**PROBLEM DESCRIPTION**. Rewrite all of the data below, changing every "stat-sheet reference" to "summary table" and leaving the rest untouched.

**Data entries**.
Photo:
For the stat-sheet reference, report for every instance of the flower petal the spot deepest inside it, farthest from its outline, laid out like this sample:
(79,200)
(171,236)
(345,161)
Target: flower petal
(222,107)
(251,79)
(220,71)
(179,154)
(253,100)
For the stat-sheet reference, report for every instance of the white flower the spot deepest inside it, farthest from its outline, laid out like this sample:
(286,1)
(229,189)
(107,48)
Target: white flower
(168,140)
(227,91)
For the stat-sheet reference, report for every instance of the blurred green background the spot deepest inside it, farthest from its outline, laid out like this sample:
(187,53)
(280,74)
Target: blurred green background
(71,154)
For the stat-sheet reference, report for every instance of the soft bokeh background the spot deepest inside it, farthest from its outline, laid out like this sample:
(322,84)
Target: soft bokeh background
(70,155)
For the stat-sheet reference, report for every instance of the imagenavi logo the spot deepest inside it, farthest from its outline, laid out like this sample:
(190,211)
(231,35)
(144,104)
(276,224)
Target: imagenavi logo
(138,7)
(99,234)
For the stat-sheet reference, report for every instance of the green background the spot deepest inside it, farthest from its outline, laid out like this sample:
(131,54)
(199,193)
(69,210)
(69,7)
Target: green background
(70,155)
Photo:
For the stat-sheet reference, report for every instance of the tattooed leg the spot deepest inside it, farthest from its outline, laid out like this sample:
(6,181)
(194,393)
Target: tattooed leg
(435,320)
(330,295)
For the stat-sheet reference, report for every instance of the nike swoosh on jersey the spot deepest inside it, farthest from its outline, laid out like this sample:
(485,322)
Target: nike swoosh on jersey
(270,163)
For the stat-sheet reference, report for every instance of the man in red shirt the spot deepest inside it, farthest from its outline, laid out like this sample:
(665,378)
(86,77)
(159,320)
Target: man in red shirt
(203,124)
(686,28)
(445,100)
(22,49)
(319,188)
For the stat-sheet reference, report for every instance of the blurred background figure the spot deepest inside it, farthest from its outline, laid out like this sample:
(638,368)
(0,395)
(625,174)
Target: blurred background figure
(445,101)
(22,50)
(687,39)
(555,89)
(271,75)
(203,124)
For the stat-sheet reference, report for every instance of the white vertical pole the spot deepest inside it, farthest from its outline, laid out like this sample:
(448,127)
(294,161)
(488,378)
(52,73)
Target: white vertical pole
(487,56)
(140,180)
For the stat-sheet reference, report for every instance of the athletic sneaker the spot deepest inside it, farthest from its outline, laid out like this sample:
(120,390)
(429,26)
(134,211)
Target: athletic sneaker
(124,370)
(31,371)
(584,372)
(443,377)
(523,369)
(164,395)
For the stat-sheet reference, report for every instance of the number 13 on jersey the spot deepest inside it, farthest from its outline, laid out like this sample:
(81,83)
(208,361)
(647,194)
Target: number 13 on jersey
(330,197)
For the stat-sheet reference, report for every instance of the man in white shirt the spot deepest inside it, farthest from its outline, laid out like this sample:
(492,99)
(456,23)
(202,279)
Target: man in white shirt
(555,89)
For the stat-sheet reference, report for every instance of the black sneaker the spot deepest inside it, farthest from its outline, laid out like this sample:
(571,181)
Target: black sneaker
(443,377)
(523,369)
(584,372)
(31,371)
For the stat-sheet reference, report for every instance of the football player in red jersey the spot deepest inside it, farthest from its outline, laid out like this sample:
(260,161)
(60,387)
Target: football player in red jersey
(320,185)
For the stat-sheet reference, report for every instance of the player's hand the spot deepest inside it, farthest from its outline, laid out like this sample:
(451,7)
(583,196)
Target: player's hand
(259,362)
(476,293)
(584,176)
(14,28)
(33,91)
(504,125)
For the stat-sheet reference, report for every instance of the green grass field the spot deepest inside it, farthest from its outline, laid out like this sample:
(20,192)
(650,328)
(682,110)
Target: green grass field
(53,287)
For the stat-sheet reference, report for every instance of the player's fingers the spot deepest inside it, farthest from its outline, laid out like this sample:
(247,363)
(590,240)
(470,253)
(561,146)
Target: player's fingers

**ANSWER FOR THE TASK**.
Photo:
For the summary table, report for every instance of the flower petal the spot deepest inside it, farthest from its outline, laid out like this sample:
(79,200)
(171,236)
(345,161)
Target: flower petal
(222,107)
(251,79)
(220,71)
(179,154)
(253,100)
For the summary table, report for every instance of the white flower the spot deepest inside it, farthest from its outline, laid out like this sample:
(286,1)
(229,189)
(107,48)
Target: white flower
(168,140)
(227,91)
For the summary table, report for every instance of the blurred green background the spot deepest inside it, farthest from its outline, laid out like this sample:
(187,53)
(280,74)
Target: blurred green background
(71,154)
For the summary table, report for every instance of the soft bokeh background the spot deepest inside it, farthest from its outline, laid out like this sample:
(322,84)
Target: soft bokeh background
(70,155)
For the summary table, report for every instance of the imagenavi logo the spot deepest inside it, farthest from its outline, laid out like this sample:
(190,211)
(231,35)
(144,104)
(276,224)
Target: imagenavi logo
(138,7)
(99,234)
For the summary table, report for every instance of the green background the spot deepest inside it, farthest from its outline, laid out like this sample:
(131,54)
(199,193)
(69,210)
(69,7)
Target: green background
(70,155)
Photo:
For the summary table, report for every instance of the tattooed leg the spot deepest inside it, farthest from its outline, laid out like this sample:
(6,181)
(194,393)
Target: tattooed leg
(435,320)
(330,295)
For the summary table, report for every instance of the nike swoosh on jersey the spot deepest inside it, farthest from its outline, laid out like this sample:
(485,322)
Target: nike swoosh on jersey
(270,163)
For the summary table, report for every instance of the man in red shirt the spot deepest inside it, farthest from its outline, laid out like this sample:
(665,378)
(86,77)
(159,320)
Target: man in red shirt
(203,124)
(686,28)
(445,100)
(22,49)
(319,188)
For the summary table, report for every instance of the blurred background figure the spot deepest inside it, farthest from its outline, laid out like this sample:
(638,368)
(0,395)
(625,174)
Target: blurred background figure
(445,101)
(22,50)
(687,39)
(555,89)
(271,75)
(203,124)
For the summary table, report for every instance of the white vertical pole the spot deepest inside it, farthest from its outline, laid out like this sample:
(448,127)
(294,161)
(488,378)
(52,73)
Target: white vertical pole
(487,56)
(140,180)
For the summary table, report for every instance of the athletic sneaker the spot deepest inside it, farthest from its outline, laid out like this sample:
(120,390)
(429,26)
(134,211)
Target: athletic sneaker
(124,370)
(31,371)
(584,372)
(443,377)
(523,369)
(164,395)
For the summary table, report for every instance of the number 13 on jersey the spot deepest inside it, farthest from its outline, laid out like this sample:
(81,83)
(208,361)
(647,194)
Target: number 13 on jersey
(330,197)
For the summary table, report for every instance of the man in white shirt the spot deepest inside it, farthest from its outline, laid out like this sample:
(492,99)
(456,23)
(202,279)
Target: man in white shirt
(555,89)
For the summary table, report for every instance of the black sneaker the spot deepest inside it, farthest from its outline, laid out like this sample:
(571,181)
Target: black sneaker
(443,377)
(523,369)
(584,372)
(31,371)
For the summary table, report for every instance of the football player in red jersey the spot deepest inside it, farthest from its outline, laid out like this sample:
(260,161)
(60,387)
Target: football player in red jersey
(320,185)
For the summary table, report for every instance of the player's hand the spot deepest inside it, farthest from its outline, laid out like this sample:
(451,7)
(583,196)
Target: player's hand
(259,362)
(476,293)
(584,176)
(14,28)
(33,91)
(504,125)
For the summary table, report for every instance of the green grass field the spot deepest inside it, farthest from its outline, laid out like this sample:
(20,192)
(650,328)
(682,110)
Target: green grass field
(53,287)
For the summary table, report for every instance of the player's fingers the spot deepest inside it, farthest from its outline, laid out like this sample:
(247,363)
(590,240)
(470,253)
(561,146)
Target: player's fingers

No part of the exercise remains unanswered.